Tally the lines in the records below that contain the word "cluster". Reply with the number alone.

--- START OF Input rows ---

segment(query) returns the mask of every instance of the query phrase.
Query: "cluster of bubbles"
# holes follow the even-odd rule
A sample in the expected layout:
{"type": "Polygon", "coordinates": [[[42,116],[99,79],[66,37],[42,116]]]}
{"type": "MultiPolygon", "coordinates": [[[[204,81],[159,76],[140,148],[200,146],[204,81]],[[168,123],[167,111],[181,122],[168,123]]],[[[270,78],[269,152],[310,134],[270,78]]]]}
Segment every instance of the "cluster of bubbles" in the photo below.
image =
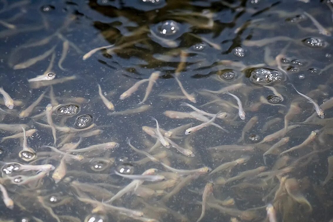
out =
{"type": "Polygon", "coordinates": [[[322,48],[327,45],[327,43],[321,39],[310,37],[302,41],[306,46],[312,48],[322,48]]]}
{"type": "Polygon", "coordinates": [[[295,23],[298,22],[303,19],[306,18],[306,17],[305,15],[301,14],[300,15],[297,15],[292,18],[288,18],[286,19],[286,21],[290,22],[295,23]]]}
{"type": "Polygon", "coordinates": [[[288,68],[287,70],[292,73],[297,73],[299,72],[299,68],[294,66],[292,66],[288,68]]]}
{"type": "Polygon", "coordinates": [[[91,168],[94,171],[100,172],[105,170],[110,165],[109,162],[105,160],[100,159],[93,162],[91,168]]]}
{"type": "Polygon", "coordinates": [[[133,174],[134,167],[130,163],[124,163],[117,167],[117,171],[124,174],[133,174]]]}
{"type": "Polygon", "coordinates": [[[75,120],[74,126],[78,129],[87,128],[93,123],[93,116],[89,114],[84,114],[78,116],[75,120]]]}
{"type": "Polygon", "coordinates": [[[22,150],[19,153],[19,156],[25,161],[29,162],[35,159],[36,157],[36,153],[32,150],[22,150]]]}
{"type": "Polygon", "coordinates": [[[197,43],[193,46],[193,48],[196,50],[202,50],[206,47],[206,44],[203,42],[197,43]]]}
{"type": "Polygon", "coordinates": [[[256,84],[265,85],[282,80],[283,74],[279,71],[265,68],[257,69],[251,72],[251,79],[256,84]]]}
{"type": "Polygon", "coordinates": [[[281,97],[277,96],[269,96],[267,97],[267,99],[272,103],[277,103],[282,100],[281,97]]]}
{"type": "Polygon", "coordinates": [[[178,24],[172,20],[169,20],[160,24],[159,26],[160,33],[166,36],[173,35],[179,30],[178,24]]]}
{"type": "Polygon", "coordinates": [[[218,72],[218,77],[222,80],[230,80],[236,77],[236,74],[231,70],[220,70],[218,72]]]}
{"type": "Polygon", "coordinates": [[[96,213],[88,215],[84,220],[84,222],[105,222],[107,221],[108,221],[108,219],[106,215],[96,213]]]}
{"type": "Polygon", "coordinates": [[[241,47],[236,47],[233,49],[233,54],[238,57],[244,57],[245,56],[245,51],[241,47]]]}
{"type": "Polygon", "coordinates": [[[252,134],[249,136],[249,140],[251,142],[257,142],[260,140],[260,136],[256,134],[252,134]]]}
{"type": "Polygon", "coordinates": [[[20,170],[20,165],[13,163],[4,166],[2,168],[2,172],[5,174],[10,174],[15,171],[20,170]]]}
{"type": "Polygon", "coordinates": [[[68,104],[58,108],[57,112],[58,114],[65,115],[74,115],[79,112],[80,109],[80,107],[77,105],[68,104]]]}
{"type": "Polygon", "coordinates": [[[54,10],[55,8],[51,5],[45,5],[40,8],[41,11],[43,12],[48,12],[54,10]]]}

--- END OF Input rows ---

### Task solution
2